▶
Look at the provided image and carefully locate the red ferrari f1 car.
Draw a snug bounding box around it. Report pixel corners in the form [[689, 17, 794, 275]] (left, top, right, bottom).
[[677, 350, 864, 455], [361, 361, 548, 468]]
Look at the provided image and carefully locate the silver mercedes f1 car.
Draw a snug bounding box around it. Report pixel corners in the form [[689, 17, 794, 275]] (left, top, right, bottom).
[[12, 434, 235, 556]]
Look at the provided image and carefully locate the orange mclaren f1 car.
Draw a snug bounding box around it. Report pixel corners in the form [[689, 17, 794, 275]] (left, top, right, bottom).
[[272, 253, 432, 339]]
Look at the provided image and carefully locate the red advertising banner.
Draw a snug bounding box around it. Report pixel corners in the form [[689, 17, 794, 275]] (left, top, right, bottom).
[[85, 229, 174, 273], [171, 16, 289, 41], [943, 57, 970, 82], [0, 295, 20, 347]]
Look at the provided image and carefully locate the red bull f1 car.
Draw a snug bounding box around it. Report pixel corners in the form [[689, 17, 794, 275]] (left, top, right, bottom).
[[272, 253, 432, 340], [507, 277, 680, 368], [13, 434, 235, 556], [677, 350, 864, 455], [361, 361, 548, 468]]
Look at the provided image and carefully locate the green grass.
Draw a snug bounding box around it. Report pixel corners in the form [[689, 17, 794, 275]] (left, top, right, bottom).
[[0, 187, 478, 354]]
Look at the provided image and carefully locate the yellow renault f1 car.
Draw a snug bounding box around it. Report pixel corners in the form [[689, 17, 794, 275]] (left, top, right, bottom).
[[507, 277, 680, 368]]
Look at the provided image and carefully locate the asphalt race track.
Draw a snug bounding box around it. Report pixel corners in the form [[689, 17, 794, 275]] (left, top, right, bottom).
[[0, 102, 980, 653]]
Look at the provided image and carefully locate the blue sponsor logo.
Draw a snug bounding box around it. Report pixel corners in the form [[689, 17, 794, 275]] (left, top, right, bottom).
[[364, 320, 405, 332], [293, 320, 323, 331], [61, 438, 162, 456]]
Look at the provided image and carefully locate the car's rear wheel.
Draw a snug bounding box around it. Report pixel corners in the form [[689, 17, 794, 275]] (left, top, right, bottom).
◀
> **TASK STATEMENT**:
Rewrite every one of these records, swapping "snug" for "tight" and leaving everything else unchanged.

> **SOLUTION TO THE PROBLEM**:
Look at the provided image and carefully locate the red ferrari f1 car.
Draw a tight bounding box around it. Report pixel corners in the form [[689, 17, 794, 275]] (left, top, right, bottom).
[[677, 350, 864, 455], [361, 361, 548, 468]]
Look at the provided image and carefully locate the silver mercedes f1 car.
Draw a tight bounding box around it. Report pixel corners in the form [[689, 17, 794, 275]] (left, top, right, bottom).
[[12, 434, 235, 556]]
Look at the provided image and carefully locate the orange mclaren f1 car.
Draw a tight bounding box around it. Report pixel corners in the form [[689, 17, 794, 275]] (left, top, right, bottom).
[[272, 253, 432, 339]]
Look at the provided image and carefully locate the red advertising banner.
Draw a tight bounding box around it. Report pixel corners in the form [[689, 17, 794, 275]] (left, top, right, bottom).
[[85, 229, 174, 273], [171, 16, 289, 41], [943, 57, 970, 82], [0, 295, 20, 347]]
Look at the provided image and carefully locate the red bull f1 car.
Draw a tight bounding box around it. Report pixel corners in the form [[689, 17, 794, 275]] (left, top, right, bottom).
[[272, 253, 432, 340], [507, 277, 680, 368], [13, 434, 235, 556], [677, 350, 864, 455], [361, 361, 548, 468]]
Look at the provided image and carefully locate the green grass.
Draw a tight bounding box around it. Report pixel corners in the form [[689, 17, 794, 275]] (left, top, right, bottom).
[[0, 187, 478, 354]]
Look at the provided image and carefully locate the yellow renault f1 car.
Draw a tight bounding box around it. Report pixel corners in the form [[689, 17, 794, 275]] (left, top, right, bottom).
[[507, 277, 680, 368]]
Look at the provided image and carefully locate the asphalt race track.
Draw a tight bounding box around it. Report pixel corners in the form [[689, 17, 794, 275]] (left, top, right, bottom).
[[0, 102, 980, 653]]
Look at the provided image and carefully locate the blue sponsor logo.
Draw a tight bounding box around it. Report pixel corners in the form [[689, 17, 794, 275]] (left, top, right, bottom).
[[364, 320, 405, 332], [293, 320, 323, 331], [61, 438, 162, 456]]
Look at the provided image and carefully locate the car's rear wheel.
Draw a tight bounding box around it. Report pixel corners in the form [[689, 17, 794, 275]] (left, top, right, bottom).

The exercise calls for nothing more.